◆ Image region outline records:
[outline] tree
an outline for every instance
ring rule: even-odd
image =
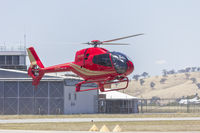
[[[143,72],[141,76],[143,76],[144,78],[146,78],[149,74],[147,72]]]
[[[185,77],[186,77],[186,79],[189,79],[190,74],[189,73],[185,73]]]
[[[191,78],[190,80],[192,80],[192,83],[196,83],[197,82],[196,78]]]
[[[167,70],[163,69],[162,70],[163,76],[166,77],[167,76]]]
[[[167,80],[166,78],[162,78],[162,79],[160,80],[160,83],[161,83],[161,84],[164,84],[166,80]]]
[[[200,83],[197,83],[196,85],[197,85],[198,89],[200,89]]]
[[[150,87],[151,87],[151,88],[154,88],[155,85],[156,85],[156,84],[155,84],[154,82],[151,82],[151,83],[150,83]]]
[[[185,68],[185,71],[186,71],[186,72],[190,72],[190,70],[191,70],[190,67]]]
[[[140,79],[140,85],[143,85],[144,84],[144,79]]]
[[[197,67],[192,67],[192,72],[195,72]]]
[[[175,73],[174,70],[170,70],[170,71],[167,72],[167,74],[174,74],[174,73]]]
[[[133,79],[135,79],[136,81],[138,81],[140,75],[136,74],[136,75],[133,75]]]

◆ WRITTEN PROBLEM: Reproduce the data above line for line without any changes, omitting the pictures from your response.

◆ TASK ANSWER:
[outline] tree
an outline for every instance
ring rule: even-odd
image =
[[[143,72],[141,76],[143,76],[144,78],[146,78],[149,74],[147,72]]]
[[[185,77],[186,77],[186,79],[189,79],[190,74],[189,73],[185,73]]]
[[[191,78],[190,80],[192,80],[192,83],[196,83],[197,82],[196,78]]]
[[[167,70],[163,69],[162,70],[163,76],[166,77],[167,76]]]
[[[167,80],[166,78],[162,78],[162,79],[160,80],[160,83],[161,83],[161,84],[164,84],[166,80]]]
[[[200,83],[197,83],[196,85],[197,85],[198,89],[200,89]]]
[[[150,87],[151,87],[151,88],[154,88],[155,85],[156,85],[156,84],[155,84],[154,82],[151,82],[151,83],[150,83]]]
[[[185,68],[185,71],[186,71],[186,72],[190,72],[190,70],[191,70],[190,67]]]
[[[140,79],[140,85],[143,85],[144,84],[144,79]]]
[[[197,67],[192,67],[192,72],[195,72]]]
[[[175,73],[174,70],[170,70],[170,71],[167,72],[167,74],[174,74],[174,73]]]
[[[133,79],[135,79],[136,81],[138,81],[140,75],[136,74],[136,75],[133,75]]]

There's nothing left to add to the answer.